### WHAT IS BEING ASKED
Can you copy out every line from the one containing "A colleague needs bounding boxes for every illuminated" down to the one containing "[379,156,403,199]", both ends included, offsetting each bounding box coordinate in the answers by -123 and leaving all other lines unchanged? Give only those entries.

### RAW RECORDS

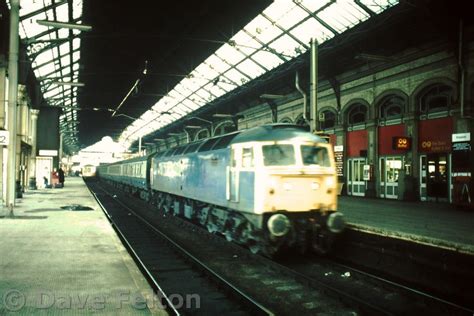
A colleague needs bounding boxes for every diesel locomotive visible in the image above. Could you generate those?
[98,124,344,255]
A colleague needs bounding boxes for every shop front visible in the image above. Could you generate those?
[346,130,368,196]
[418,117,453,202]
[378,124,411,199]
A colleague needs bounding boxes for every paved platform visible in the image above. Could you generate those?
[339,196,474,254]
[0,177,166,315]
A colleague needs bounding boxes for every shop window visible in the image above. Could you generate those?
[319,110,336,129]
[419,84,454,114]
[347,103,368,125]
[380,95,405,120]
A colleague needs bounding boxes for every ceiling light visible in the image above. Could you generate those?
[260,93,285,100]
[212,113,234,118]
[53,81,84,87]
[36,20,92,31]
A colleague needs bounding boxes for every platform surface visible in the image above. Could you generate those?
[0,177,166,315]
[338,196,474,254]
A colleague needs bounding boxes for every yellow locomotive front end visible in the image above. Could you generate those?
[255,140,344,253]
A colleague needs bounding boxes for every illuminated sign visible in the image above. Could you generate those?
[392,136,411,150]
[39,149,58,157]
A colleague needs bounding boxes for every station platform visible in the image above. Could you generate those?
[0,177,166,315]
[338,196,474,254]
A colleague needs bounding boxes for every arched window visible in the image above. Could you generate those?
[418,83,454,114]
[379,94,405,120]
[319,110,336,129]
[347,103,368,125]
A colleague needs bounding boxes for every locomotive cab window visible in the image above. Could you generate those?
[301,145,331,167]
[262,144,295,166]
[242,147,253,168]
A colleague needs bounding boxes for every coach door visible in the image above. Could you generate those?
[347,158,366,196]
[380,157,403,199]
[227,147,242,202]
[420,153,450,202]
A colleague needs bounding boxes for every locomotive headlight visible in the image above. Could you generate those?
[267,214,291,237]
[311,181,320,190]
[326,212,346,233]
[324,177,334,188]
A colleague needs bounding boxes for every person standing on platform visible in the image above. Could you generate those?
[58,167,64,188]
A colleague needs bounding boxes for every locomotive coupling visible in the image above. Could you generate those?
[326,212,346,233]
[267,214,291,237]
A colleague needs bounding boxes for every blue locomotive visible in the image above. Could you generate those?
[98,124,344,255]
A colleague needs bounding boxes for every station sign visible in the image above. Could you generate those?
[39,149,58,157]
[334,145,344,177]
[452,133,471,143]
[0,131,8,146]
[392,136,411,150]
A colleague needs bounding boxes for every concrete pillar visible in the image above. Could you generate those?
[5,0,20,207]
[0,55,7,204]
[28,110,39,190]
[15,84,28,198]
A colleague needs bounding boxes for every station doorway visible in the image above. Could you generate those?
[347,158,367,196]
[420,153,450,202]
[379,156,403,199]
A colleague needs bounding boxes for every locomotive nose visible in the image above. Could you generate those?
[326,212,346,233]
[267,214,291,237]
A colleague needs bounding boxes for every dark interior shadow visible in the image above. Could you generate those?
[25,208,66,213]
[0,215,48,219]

### RIGHT ANSWER
A colleague needs bounding boxes for every illuminated sign visible in the image above. Could you generate those?
[269,13,288,27]
[-84,26,-65,34]
A colleague needs bounding boxes for every station platform visible in the image above. Could you generate those?
[-123,54,43,192]
[215,73,351,131]
A colleague needs bounding boxes for every arched window visible in the image above. Could you generate those?
[295,-40,331,-9]
[256,-29,282,-3]
[196,-13,213,6]
[224,-20,245,2]
A colleague needs bounding boxes for every locomotive cab window visible in the image above. Could you generate those?
[178,22,208,44]
[139,21,172,43]
[119,24,130,45]
A colleague needs bounding boxes for every coach door visible in the image above. Could you generate those?
[224,35,243,73]
[257,34,280,76]
[104,24,119,79]
[297,30,327,79]
A colleague needs bounding boxes for every locomotive headlight visible in the image above. Could you generate those?
[144,91,168,114]
[188,58,197,67]
[203,89,223,110]
[201,54,211,65]
A colleague needs bounding boxes for every person standing on platform visible in the image above. Could you generate those?
[-65,44,-59,65]
A colleague needs bounding boxes for every locomotive coupling visible in the image above. Could you generate those?
[203,89,223,110]
[144,91,168,114]
A colleague needs bounding boxes for every blue locomotive visible in the image above. Could you generate those?
[-25,1,221,132]
A colleague needs bounding boxes for every station sign visible in the image above. Could you generate those?
[-84,26,-65,34]
[211,22,221,54]
[329,10,348,20]
[-123,8,-115,23]
[269,13,288,27]
A colleague needs bounding boxes for every concrete pillar visible in the image above. Could you generate those?
[-118,-123,-103,84]
[-123,-68,-116,81]
[-95,-13,-84,67]
[-108,-39,-95,75]
A colleague needs bounding boxes for every station doorway visible in the image above. Could you generate those?
[224,35,244,73]
[297,30,327,79]
[256,33,280,76]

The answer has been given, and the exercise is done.